#### Stored data ####

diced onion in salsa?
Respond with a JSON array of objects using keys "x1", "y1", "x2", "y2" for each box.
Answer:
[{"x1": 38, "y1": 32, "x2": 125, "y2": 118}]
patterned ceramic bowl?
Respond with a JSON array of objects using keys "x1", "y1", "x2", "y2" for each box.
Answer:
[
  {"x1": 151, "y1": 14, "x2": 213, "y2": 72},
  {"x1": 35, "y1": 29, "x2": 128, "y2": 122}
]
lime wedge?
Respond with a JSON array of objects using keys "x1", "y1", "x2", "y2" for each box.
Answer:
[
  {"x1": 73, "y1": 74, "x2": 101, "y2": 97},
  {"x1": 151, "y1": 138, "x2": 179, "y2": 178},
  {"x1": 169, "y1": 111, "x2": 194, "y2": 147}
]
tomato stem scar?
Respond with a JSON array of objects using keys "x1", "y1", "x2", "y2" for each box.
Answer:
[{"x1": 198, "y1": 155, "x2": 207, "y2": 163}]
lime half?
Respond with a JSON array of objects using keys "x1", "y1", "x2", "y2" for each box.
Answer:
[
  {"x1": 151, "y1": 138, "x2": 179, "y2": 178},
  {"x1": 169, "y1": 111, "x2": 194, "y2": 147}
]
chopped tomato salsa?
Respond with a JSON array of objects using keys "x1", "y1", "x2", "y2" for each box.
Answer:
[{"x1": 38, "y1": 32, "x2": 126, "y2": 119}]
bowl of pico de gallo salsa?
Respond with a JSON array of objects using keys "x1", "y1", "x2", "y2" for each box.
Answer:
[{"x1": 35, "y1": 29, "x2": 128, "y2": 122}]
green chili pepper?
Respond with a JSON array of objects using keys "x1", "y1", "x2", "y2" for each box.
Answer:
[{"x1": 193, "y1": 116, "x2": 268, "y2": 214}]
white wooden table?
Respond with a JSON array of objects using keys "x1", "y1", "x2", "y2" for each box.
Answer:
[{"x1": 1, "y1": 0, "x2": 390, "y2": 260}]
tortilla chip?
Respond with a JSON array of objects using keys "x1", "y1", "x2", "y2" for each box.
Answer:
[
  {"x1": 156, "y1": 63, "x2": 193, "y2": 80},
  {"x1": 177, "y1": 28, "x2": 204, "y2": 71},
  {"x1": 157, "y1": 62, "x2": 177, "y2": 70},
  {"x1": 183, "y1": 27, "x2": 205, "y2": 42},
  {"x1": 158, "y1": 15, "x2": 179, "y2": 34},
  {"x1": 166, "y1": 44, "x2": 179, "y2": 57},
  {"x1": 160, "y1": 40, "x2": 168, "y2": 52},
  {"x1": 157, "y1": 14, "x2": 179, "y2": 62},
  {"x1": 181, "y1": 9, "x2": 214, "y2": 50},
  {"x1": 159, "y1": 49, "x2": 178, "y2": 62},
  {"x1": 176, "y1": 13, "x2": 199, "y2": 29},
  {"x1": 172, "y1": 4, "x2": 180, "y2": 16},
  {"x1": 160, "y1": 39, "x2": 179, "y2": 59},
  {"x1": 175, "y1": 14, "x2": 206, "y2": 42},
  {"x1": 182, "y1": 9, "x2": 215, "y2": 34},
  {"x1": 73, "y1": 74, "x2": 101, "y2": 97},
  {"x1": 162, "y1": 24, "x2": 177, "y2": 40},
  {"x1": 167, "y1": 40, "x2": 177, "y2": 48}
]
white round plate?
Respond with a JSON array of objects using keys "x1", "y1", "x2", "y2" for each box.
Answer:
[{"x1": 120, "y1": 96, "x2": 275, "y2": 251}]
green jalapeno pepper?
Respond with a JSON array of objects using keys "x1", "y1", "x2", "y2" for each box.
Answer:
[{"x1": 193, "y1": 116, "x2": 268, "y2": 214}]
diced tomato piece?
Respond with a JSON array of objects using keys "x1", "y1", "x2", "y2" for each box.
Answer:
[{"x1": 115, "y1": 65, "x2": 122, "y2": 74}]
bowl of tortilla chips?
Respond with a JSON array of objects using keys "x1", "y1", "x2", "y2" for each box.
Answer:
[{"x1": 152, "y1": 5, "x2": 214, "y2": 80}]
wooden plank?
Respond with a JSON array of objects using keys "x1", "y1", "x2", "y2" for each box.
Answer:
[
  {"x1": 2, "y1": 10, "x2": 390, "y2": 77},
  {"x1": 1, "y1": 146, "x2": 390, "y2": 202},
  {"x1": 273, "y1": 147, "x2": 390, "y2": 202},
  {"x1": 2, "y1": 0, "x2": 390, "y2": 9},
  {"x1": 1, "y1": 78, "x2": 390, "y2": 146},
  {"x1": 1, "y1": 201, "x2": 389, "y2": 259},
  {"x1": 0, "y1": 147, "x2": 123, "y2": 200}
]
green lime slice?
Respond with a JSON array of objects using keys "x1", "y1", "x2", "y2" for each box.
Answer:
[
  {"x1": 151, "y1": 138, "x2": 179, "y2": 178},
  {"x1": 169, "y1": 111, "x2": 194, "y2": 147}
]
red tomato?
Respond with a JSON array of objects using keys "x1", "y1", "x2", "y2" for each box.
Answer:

####

[Goal of the exercise]
Each line that contains "white" is to be copied from the listing above.

[Response area]
white wooden table?
white round plate?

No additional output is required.